(Records contained in a dataset)
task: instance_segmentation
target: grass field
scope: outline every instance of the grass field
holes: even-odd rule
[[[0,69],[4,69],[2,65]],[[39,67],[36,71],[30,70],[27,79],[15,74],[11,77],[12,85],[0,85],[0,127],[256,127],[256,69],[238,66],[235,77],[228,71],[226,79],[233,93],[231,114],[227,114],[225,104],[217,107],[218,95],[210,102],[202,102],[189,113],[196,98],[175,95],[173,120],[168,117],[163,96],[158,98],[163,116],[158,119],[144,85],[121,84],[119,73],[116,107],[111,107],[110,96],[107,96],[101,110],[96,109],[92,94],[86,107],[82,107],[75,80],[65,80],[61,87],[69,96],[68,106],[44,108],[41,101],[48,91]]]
--
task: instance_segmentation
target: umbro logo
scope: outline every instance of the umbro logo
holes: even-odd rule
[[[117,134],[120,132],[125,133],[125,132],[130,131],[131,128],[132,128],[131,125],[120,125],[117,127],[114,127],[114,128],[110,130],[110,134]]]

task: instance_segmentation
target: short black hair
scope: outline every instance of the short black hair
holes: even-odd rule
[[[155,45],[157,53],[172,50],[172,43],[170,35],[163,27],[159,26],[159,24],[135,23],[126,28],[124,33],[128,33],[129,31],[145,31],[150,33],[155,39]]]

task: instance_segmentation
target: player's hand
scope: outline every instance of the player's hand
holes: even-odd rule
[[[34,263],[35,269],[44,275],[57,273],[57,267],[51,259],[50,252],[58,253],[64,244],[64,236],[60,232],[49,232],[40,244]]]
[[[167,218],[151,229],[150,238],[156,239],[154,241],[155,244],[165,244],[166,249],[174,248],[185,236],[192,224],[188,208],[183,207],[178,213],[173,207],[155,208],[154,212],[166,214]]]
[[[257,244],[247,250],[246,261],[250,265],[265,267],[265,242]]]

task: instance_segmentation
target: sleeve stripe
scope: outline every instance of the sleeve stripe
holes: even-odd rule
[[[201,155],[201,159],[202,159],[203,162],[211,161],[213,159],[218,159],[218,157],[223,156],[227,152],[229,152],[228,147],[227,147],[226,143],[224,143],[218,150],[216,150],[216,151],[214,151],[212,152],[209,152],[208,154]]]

* What is required *
Collect every line in the records above that contains the string "stripe".

* Reply to the exercise *
target: sleeve stripe
scope: outline every instance of the sleeve stripe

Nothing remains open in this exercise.